#### SOURCE EXTRACT:

__________

In a December essay published The Players Tribune, Iverson reflected on the “thug” label he was given because of the clothes he wore.
“Man you would not believe, back in the day, how many times I would get told this and that about my clothes. AI, he’s a thug. His hair, it’s gang related. He don’t dress like a professional," he wrote. “Had to be a thousand different things people said. But it’s like — do they even get how this all works? Jewelry is just jewelry. Hair is just hair. Clothes are just clothes. Answer me this…… has anyone ever committed a crime with their HAIR? O.K., I’m young and I’m black, and I dress that way. But what am I doing — just ask yourself that.”
Years after the dress code was instituted, Iverson has reflected on what happened and felt the NBA was making an example out of him and limiting his opportunity to use style as self-expression.
Today, players like Russell Westbrook and James Harden use the filmed walk into an arena as a red carpet -- an emphasis on style indirectly influenced by Iverson and other players of his era.

__________

#### PROBLEM STATEMENT:
Answer these questions about the Iverson passage:
(a) Where was Iverson's December essay published?
(b) What label does Iverson say he was given because of his clothes?
(c) Which two players today treat the filmed walk into an arena as a red carpet?
The records have no role here.

__________

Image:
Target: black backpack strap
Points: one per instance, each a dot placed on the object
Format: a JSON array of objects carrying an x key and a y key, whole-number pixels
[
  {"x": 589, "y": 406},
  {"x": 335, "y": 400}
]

__________

#### TASK OUTPUT:
(a) The Players Tribune
(b) "Thug"
(c) Russell Westbrook and James Harden